Rows from a pointing dataset:

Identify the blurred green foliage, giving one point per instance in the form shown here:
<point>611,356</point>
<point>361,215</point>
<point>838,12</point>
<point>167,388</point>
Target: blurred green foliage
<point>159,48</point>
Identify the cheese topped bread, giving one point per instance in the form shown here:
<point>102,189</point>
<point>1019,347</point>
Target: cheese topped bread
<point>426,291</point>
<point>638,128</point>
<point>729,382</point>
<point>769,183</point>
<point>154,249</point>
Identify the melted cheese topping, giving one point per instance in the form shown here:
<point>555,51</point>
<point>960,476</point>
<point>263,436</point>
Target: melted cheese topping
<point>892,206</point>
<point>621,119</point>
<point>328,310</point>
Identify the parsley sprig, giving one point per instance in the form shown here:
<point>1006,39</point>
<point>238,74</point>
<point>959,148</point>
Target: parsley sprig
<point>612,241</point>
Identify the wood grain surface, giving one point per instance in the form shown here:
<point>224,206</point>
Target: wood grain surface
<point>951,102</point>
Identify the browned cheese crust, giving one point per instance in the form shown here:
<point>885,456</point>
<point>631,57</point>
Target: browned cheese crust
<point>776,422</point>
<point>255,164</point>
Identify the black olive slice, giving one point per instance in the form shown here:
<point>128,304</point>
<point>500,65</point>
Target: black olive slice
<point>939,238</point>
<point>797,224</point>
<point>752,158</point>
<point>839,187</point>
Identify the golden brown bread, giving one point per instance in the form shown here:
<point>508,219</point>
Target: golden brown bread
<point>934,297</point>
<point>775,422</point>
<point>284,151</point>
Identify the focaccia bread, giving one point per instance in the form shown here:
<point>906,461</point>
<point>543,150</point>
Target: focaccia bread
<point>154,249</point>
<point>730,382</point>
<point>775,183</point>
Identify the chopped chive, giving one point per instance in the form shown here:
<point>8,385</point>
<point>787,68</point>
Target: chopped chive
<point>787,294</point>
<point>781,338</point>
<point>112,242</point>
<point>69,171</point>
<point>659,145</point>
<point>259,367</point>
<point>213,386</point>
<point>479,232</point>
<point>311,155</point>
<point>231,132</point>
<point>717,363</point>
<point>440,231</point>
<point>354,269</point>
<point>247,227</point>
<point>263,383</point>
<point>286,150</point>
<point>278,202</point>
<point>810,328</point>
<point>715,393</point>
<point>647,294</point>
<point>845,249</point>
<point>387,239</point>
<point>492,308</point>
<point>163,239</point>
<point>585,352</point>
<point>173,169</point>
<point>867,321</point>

Task brief:
Rewrite every line of the entries above as a JSON list of strings, one string per line, with blank lines left out.

Exercise answer:
[
  "Identify the blurred green foliage, giving one point per instance in the form shown here:",
  "<point>611,356</point>",
  "<point>361,215</point>",
  "<point>838,12</point>",
  "<point>167,388</point>",
  "Target: blurred green foliage",
  "<point>159,48</point>",
  "Identify the cheese topped bread, giving one point per instance in the form shown here:",
  "<point>102,189</point>",
  "<point>1019,347</point>",
  "Target: cheese topped bread",
  "<point>426,291</point>",
  "<point>638,128</point>",
  "<point>729,382</point>",
  "<point>769,183</point>",
  "<point>154,249</point>",
  "Identify the melted cheese topping, giving one point per instance in the form shown here:",
  "<point>555,51</point>",
  "<point>960,476</point>",
  "<point>263,436</point>",
  "Target: melted cheese topping",
  "<point>892,206</point>",
  "<point>621,119</point>",
  "<point>328,310</point>",
  "Identify the parsley sprig, giving one point per instance in the form shown here:",
  "<point>1006,39</point>",
  "<point>238,74</point>",
  "<point>959,148</point>",
  "Target: parsley sprig",
  "<point>612,241</point>",
  "Identify the wood grain surface, giving one point per instance in the form shown here:",
  "<point>224,206</point>",
  "Target: wood grain surface",
  "<point>951,102</point>",
  "Identify the browned cheese crust, giving one point per instance in the form shown here:",
  "<point>885,456</point>",
  "<point>631,57</point>",
  "Target: browned cheese crust",
  "<point>776,422</point>",
  "<point>255,164</point>",
  "Identify the black olive slice, giving one point per instance in the form shown here:",
  "<point>128,304</point>",
  "<point>500,65</point>",
  "Target: black olive slice",
  "<point>939,238</point>",
  "<point>797,224</point>",
  "<point>752,158</point>",
  "<point>839,187</point>",
  "Identify the golden brown bread, giving one point per instance in the form shown here:",
  "<point>508,219</point>",
  "Target: golden brown bread",
  "<point>934,297</point>",
  "<point>775,422</point>",
  "<point>284,151</point>",
  "Identify the focaccia bread, giving one point per instance in the form shown here:",
  "<point>906,461</point>",
  "<point>543,150</point>",
  "Target: focaccia bread",
  "<point>154,249</point>",
  "<point>730,382</point>",
  "<point>775,183</point>",
  "Identify the chopped chive, giving one point per instance in the form shown here:",
  "<point>8,385</point>",
  "<point>787,68</point>",
  "Target: chopped chive",
  "<point>787,294</point>",
  "<point>781,338</point>",
  "<point>112,242</point>",
  "<point>69,171</point>",
  "<point>659,145</point>",
  "<point>259,367</point>",
  "<point>213,386</point>",
  "<point>479,232</point>",
  "<point>311,155</point>",
  "<point>231,132</point>",
  "<point>717,363</point>",
  "<point>440,231</point>",
  "<point>354,269</point>",
  "<point>247,227</point>",
  "<point>263,383</point>",
  "<point>286,150</point>",
  "<point>278,202</point>",
  "<point>810,328</point>",
  "<point>715,393</point>",
  "<point>647,294</point>",
  "<point>845,249</point>",
  "<point>387,239</point>",
  "<point>492,308</point>",
  "<point>163,239</point>",
  "<point>585,352</point>",
  "<point>173,169</point>",
  "<point>867,321</point>"
]